#### Excerpted text

The aim of this study was to optimize forest management for maximal long-term carbon balance, taking into account all relevant carbon pools: living biomass, dead organic matter (forest soil), and wood based products. In addition, releases from harvesting, transport and manufacturing and avoided emissions from fossil fuels were taken into account. Calculations were made for 100-, 200- and 300-year time horizons, to find out how the time span of the analysis affects the conclusions. Based on the projected stand management schedules and their carbon balances, trade-off curves were calculated between harvested volume and carbon sequestration.
Calculations were made for a forest estate of 502 ha located in southern Finland (Table 1). The forest consisted of 593 stand compartments. The average growing stock volume was 127 m3∙ha− 1 (usable volume 116 m3∙ha− 1), of which Scots pine (Pinus sylvestris L.) accounted for 33%, Norway spruce (Picea abies (L.) H. Karst.) 30%, silver birch (Betula pendula Roth) 22%, downy birch (B. pubescens Ehrh.) 5%, aspen (Populus tremula L.) 6% and other species 4%. More than half (52%) of the stands represented mesic sites (Myrtillus type), 27% were herb-rich (Oxalis-Myrtillus type) and the remaining 11% were sub-xeric (Vaccinium type).
Treatment alternatives were simulated for each stand for ten time periods so that the timing and type of cuttings varied. A part of the schedules represented continuous cover management, which means that final felling was never simulated. In even-aged management, the final felling was clear-cutting, followed by site preparation and planting on mesic and herb-rich sites, and site preparation and sowing pine seeds on sub-xeric sites. If the stand consisted of two distinct canopy layers, one of the treatment schedules included the removal of the upper canopy. Every stand had also a schedule in which there were no cuttings.

########

■ Work instruction A ■
Answer these questions from the forest carbon text, one line each:
(i) How many stand compartments did the forest consist of?
(ii) Which time horizons were the calculations made for?
(iii) On sub-xeric sites, what followed clear-cutting in even-aged management?
■ Work instruction B ■
For each statement, say whether the forest carbon text agrees, and quote the words that decide it:
(i) The forest estate is located in northern Finland.
(ii) Final felling was never simulated in continuous cover management.
(iii) Norway spruce made up a larger share of the growing stock than Scots pine.
■ Work instruction C ■
Carry the forest carbon text forward from its last sentence.

#### Data

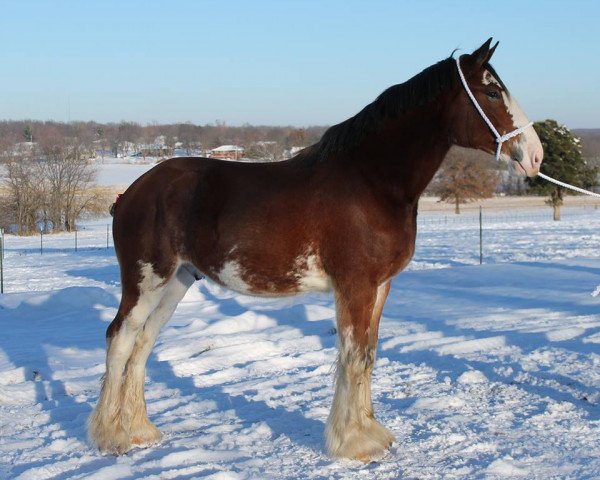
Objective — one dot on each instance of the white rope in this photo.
(500, 139)
(503, 138)
(566, 185)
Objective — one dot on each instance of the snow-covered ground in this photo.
(488, 371)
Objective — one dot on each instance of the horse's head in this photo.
(480, 88)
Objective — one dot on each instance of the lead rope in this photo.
(566, 185)
(503, 138)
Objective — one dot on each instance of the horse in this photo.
(340, 216)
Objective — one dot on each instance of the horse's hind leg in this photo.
(352, 431)
(142, 292)
(134, 417)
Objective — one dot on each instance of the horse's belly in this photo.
(304, 274)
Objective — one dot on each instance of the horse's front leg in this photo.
(352, 431)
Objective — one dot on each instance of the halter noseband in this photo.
(500, 139)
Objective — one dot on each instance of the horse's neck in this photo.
(406, 154)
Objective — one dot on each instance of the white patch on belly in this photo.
(310, 274)
(230, 275)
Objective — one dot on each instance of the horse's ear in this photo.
(491, 52)
(483, 53)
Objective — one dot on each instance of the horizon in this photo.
(269, 63)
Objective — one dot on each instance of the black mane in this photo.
(392, 103)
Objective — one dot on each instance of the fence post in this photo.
(480, 235)
(1, 260)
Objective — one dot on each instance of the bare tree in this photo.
(464, 176)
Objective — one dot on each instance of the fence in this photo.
(443, 239)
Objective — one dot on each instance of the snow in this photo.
(488, 371)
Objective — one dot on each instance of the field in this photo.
(483, 371)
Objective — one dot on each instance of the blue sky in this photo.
(281, 62)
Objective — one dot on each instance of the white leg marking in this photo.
(133, 414)
(352, 431)
(105, 424)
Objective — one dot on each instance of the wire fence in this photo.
(443, 239)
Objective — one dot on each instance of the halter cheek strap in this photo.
(500, 139)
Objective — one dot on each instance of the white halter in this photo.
(500, 139)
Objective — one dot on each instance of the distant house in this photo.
(227, 152)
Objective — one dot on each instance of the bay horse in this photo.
(340, 216)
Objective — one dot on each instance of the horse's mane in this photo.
(392, 103)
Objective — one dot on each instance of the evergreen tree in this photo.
(564, 161)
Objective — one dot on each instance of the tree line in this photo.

########

■ Result A ■
(i) 593
(ii) 100, 200 and 300 years
(iii) Site preparation and sowing pine seeds

■ Result B ■
(i) No: "located in southern Finland"
(ii) Yes: "continuous cover management, which means that final felling was never simulated"
(iii) No: "of which Scots pine (Pinus sylvestris L.) accounted for 33%, Norway spruce (Picea abies (L.) H. Karst.) 30%"

■ Result C ■
The length of each of the ten time periods was 10, 20 or 30 years, resulting in 100-, 200- and 300-year total simulation horizon. The average number of different treatment schedules per stand was 67 when the length of the sub-period was 10 years whereas 20- and 30-year sub-periods resulted in 95 and 100 schedules per stand, respectively.
Stand development was simulated by using the individual-tree models of Pukkala et al. (2009, 2013) for diameter increment, survival and tree height. The gradual appearance of advance regeneration (ingrowth) was also simulated using the models of Pukkala et al. (2013). The biomasses of different parts of trees were calculated with biomass models (Repola 2008, 2009). Each harvested tree was partitioned into timber assortments (Table 2) using the taper models of Laasasenaho (1982). Quality deductions in saw log volume were made according to the model of Mehtätalo (2002) and the results on Malinen et al. (2007).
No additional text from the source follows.